» **Given problem**
Answer these questions from the forum post below about a husband's spending.
(a) How long have the poster and her husband been married?
(b) Which expense is the only one the husband takes responsibility for paying?
(c) Which of the poster's bills did the husband pay only once?

» **Quoted text**
# My Husband Is Terrible with Money And It is Tearing Us Apart!!!



## ebsis1971 (Nov 4, 2013)

Hello all!!

I am so broken right now and confused right now

My husband and I have been together for 4 years and married 2 1/2 of the 4 years.

He is so terrible with money and i just cannot take it anymore. I don't want to get a divorce because i do love him but he is so irresponsible with money that i have built up so much resentment towards him.

my husband is in real estate so it's kind of off and on for him. however, he has jobs on the side that brings him in extra cash. now, what he does with this money, i have no idea because it does not come my way at all.

we have received so many eviction notices that i can't even count anymore. He only takes on the responsibility of paying the rent and will not pay for anything else. All the other expenses fall on me. that leaves me living pay check to pay check. 

i had a second job when we first started dating and this job was paying me more for working part-time than my day job. My part-time was just too stressful. After a year of marriage he told me that i could let go of my second job and that he would chip in more so that i don't feel the raft of missing that second income. Well, i have yet to see this happen. i'm always robbing peter to pay paul and i have taken out numererous loans just to keep afloat. Now this man brings in thousands of dollars and will not offer me any help at all. I know this sounds unrealistic but it's the truth. he may help out on occasions but that's it. But let me clear up occasions. he paid my cell phone bill once and he paid my car note all of maybe 5 times in total. He bought me a nice pocket book, a pair of sneakers and a nice coat.

» **Material provided**
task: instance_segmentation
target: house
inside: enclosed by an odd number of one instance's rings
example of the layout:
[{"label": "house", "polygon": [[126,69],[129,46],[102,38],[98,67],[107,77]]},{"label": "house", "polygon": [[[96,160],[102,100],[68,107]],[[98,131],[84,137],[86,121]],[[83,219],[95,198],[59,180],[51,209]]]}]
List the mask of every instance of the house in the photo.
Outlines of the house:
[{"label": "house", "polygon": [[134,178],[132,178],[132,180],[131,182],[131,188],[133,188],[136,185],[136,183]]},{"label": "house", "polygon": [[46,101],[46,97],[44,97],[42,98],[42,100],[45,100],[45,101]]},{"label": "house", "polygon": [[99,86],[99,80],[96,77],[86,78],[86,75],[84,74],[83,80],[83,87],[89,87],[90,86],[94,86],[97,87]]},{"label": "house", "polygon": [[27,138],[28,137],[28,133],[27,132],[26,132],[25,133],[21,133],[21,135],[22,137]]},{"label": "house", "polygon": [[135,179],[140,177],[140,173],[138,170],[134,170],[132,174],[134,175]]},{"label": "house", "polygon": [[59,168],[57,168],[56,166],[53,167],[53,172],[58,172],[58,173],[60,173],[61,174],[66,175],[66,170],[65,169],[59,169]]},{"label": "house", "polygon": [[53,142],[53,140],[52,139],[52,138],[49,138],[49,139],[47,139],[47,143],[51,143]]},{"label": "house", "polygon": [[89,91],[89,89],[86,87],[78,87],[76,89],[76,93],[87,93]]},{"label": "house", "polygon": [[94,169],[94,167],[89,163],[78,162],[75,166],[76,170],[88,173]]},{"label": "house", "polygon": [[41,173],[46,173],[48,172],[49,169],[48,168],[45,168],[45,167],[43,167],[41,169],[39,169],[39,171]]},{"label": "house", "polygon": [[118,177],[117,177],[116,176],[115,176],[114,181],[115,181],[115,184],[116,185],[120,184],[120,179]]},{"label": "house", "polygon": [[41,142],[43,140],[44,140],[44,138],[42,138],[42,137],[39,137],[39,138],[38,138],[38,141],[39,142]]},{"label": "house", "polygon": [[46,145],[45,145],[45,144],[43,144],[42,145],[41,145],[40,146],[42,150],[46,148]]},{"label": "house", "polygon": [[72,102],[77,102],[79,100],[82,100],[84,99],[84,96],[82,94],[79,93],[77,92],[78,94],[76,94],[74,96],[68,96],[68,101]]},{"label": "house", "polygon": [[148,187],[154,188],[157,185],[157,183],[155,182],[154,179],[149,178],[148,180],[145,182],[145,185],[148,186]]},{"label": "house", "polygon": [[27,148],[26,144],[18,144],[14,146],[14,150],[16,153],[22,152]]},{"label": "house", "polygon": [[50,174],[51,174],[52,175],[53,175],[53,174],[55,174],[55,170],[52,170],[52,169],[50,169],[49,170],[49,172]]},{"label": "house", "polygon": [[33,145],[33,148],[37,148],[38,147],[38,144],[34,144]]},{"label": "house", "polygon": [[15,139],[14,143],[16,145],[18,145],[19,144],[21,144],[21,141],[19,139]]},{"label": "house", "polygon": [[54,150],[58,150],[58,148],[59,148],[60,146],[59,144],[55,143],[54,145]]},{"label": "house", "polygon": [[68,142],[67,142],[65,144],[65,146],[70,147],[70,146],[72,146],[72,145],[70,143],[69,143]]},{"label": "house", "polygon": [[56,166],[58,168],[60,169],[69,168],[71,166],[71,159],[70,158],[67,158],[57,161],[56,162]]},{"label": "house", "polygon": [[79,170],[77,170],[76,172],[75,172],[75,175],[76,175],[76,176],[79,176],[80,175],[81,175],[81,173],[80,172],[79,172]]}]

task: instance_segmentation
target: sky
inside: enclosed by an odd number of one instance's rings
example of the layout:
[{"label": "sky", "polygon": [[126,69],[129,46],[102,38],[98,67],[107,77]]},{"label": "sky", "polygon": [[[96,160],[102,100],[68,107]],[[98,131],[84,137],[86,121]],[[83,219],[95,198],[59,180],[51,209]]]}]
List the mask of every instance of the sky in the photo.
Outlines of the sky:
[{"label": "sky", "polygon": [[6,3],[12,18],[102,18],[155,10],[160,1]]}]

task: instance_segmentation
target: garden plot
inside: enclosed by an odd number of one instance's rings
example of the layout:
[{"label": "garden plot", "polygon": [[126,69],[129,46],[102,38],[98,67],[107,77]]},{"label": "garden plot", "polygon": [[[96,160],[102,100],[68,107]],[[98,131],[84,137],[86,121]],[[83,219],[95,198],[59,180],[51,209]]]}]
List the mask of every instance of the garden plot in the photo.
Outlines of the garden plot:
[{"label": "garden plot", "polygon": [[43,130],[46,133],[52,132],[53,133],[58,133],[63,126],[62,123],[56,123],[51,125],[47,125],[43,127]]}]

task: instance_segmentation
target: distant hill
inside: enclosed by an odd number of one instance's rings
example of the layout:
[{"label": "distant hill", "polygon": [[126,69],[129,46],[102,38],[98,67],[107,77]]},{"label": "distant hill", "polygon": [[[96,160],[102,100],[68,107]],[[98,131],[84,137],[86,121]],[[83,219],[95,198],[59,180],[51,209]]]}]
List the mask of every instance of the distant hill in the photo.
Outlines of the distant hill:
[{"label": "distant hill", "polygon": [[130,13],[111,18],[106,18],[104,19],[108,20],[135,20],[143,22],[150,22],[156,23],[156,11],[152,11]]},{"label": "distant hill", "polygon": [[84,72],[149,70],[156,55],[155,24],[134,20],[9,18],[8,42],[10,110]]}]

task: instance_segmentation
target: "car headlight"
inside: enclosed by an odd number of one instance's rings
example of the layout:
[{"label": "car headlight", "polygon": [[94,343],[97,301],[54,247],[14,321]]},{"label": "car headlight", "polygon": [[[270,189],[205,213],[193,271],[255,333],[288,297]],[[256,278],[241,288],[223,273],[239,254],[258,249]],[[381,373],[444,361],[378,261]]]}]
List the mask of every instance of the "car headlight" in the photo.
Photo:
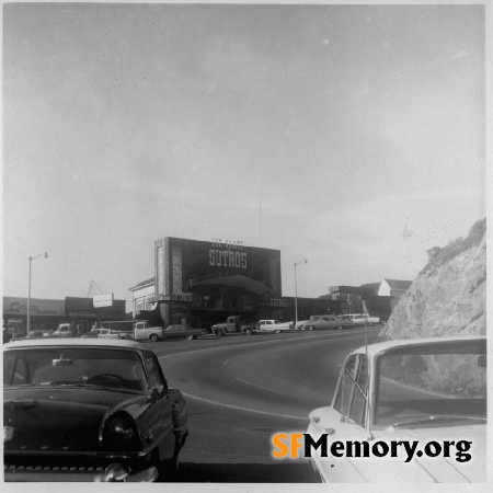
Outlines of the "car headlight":
[{"label": "car headlight", "polygon": [[140,437],[134,420],[126,414],[111,416],[104,426],[103,445],[114,450],[139,448]]}]

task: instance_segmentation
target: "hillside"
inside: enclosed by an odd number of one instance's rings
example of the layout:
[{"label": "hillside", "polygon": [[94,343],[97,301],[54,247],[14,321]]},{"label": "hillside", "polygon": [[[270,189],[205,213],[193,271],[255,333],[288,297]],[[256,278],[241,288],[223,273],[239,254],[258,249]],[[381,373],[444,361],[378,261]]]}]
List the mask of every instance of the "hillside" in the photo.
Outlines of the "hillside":
[{"label": "hillside", "polygon": [[401,297],[379,339],[486,333],[486,220],[466,239],[428,250],[429,262]]}]

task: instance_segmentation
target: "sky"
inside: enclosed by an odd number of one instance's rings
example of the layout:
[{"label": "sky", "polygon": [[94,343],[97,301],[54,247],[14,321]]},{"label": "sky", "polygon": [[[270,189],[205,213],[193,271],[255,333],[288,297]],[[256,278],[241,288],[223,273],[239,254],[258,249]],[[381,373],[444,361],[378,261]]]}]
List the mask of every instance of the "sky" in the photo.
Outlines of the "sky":
[{"label": "sky", "polygon": [[154,240],[283,296],[413,280],[485,217],[481,4],[3,5],[3,295],[127,300]]}]

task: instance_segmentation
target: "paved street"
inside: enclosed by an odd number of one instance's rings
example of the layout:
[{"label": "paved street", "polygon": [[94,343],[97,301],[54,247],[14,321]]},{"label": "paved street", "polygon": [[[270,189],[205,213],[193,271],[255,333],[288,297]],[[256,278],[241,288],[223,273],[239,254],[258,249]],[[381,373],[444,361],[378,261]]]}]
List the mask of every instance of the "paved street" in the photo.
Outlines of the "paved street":
[{"label": "paved street", "polygon": [[[368,341],[379,329],[368,329]],[[272,458],[277,432],[305,432],[331,402],[340,365],[364,330],[207,336],[150,343],[190,405],[183,482],[314,482],[306,459]]]}]

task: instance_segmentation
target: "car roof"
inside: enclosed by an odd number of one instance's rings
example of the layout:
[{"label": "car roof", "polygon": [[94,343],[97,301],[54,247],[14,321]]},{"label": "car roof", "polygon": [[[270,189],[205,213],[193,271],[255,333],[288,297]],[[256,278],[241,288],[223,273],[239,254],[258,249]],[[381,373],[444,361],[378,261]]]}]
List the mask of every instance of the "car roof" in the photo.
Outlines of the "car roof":
[{"label": "car roof", "polygon": [[118,340],[118,339],[57,339],[46,337],[35,341],[12,341],[3,345],[4,349],[14,349],[19,347],[114,347],[122,349],[141,349],[149,351],[146,344],[136,341]]},{"label": "car roof", "polygon": [[389,351],[395,347],[411,347],[424,344],[433,343],[445,343],[445,342],[466,342],[466,341],[486,341],[485,335],[455,335],[445,337],[422,337],[422,339],[404,339],[398,341],[386,341],[374,344],[368,344],[368,346],[362,346],[353,351],[353,354],[366,354],[368,352],[369,357],[375,357],[385,351]]}]

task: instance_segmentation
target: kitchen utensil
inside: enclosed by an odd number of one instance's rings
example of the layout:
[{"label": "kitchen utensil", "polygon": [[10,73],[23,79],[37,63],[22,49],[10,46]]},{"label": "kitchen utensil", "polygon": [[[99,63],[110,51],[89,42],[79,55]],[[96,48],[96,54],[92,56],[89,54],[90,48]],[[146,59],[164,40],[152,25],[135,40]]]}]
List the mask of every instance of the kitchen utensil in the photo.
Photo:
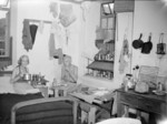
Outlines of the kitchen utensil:
[{"label": "kitchen utensil", "polygon": [[24,81],[30,81],[31,80],[31,74],[23,74],[23,80]]},{"label": "kitchen utensil", "polygon": [[140,33],[140,37],[138,40],[132,41],[132,46],[135,49],[140,49],[144,44],[144,41],[141,40],[143,33]]},{"label": "kitchen utensil", "polygon": [[141,53],[148,54],[150,53],[151,49],[153,49],[153,43],[151,43],[151,33],[150,33],[148,37],[148,42],[143,43]]},{"label": "kitchen utensil", "polygon": [[166,43],[164,43],[163,40],[164,40],[164,33],[160,33],[159,43],[157,44],[157,54],[166,53]]}]

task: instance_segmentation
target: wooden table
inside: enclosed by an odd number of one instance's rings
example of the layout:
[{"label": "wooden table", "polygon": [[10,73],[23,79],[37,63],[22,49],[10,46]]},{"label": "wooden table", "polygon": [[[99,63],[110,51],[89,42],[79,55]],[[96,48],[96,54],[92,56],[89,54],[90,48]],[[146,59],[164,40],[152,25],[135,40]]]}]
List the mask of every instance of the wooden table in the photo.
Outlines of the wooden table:
[{"label": "wooden table", "polygon": [[55,92],[55,97],[59,97],[60,90],[63,92],[63,96],[67,96],[68,92],[76,89],[76,85],[77,85],[76,83],[62,83],[51,87],[51,90],[53,90]]},{"label": "wooden table", "polygon": [[125,106],[149,113],[149,124],[156,124],[157,116],[167,115],[167,95],[156,95],[154,93],[137,93],[134,90],[125,92],[117,90],[117,114],[125,113]]},{"label": "wooden table", "polygon": [[[85,113],[88,115],[88,124],[95,124],[96,123],[96,112],[99,110],[100,105],[104,104],[104,102],[111,101],[114,97],[115,93],[109,92],[108,94],[101,96],[101,99],[94,96],[94,95],[88,95],[84,94],[81,92],[73,92],[69,93],[70,96],[76,97],[78,100],[78,103],[80,104],[81,107],[81,124],[85,123]],[[114,99],[112,99],[114,100]],[[111,104],[112,106],[112,104]]]}]

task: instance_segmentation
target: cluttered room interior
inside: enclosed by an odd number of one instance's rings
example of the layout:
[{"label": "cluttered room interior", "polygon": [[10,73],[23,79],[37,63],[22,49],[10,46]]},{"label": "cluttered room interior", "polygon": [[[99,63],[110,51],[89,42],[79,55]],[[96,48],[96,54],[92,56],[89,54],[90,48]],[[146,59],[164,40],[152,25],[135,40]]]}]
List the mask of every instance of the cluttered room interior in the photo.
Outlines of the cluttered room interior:
[{"label": "cluttered room interior", "polygon": [[0,0],[0,124],[166,124],[167,0]]}]

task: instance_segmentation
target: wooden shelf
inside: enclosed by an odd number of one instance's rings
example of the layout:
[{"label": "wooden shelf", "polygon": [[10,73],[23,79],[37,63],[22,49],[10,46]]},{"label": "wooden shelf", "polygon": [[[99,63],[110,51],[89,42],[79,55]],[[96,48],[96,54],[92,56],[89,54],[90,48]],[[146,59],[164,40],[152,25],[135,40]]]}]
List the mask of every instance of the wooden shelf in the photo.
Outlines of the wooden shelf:
[{"label": "wooden shelf", "polygon": [[114,62],[94,61],[87,66],[87,69],[114,72]]}]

» **Result for this task**
(a) Two and a half years.
(b) The rent.
(c) Her cell phone bill.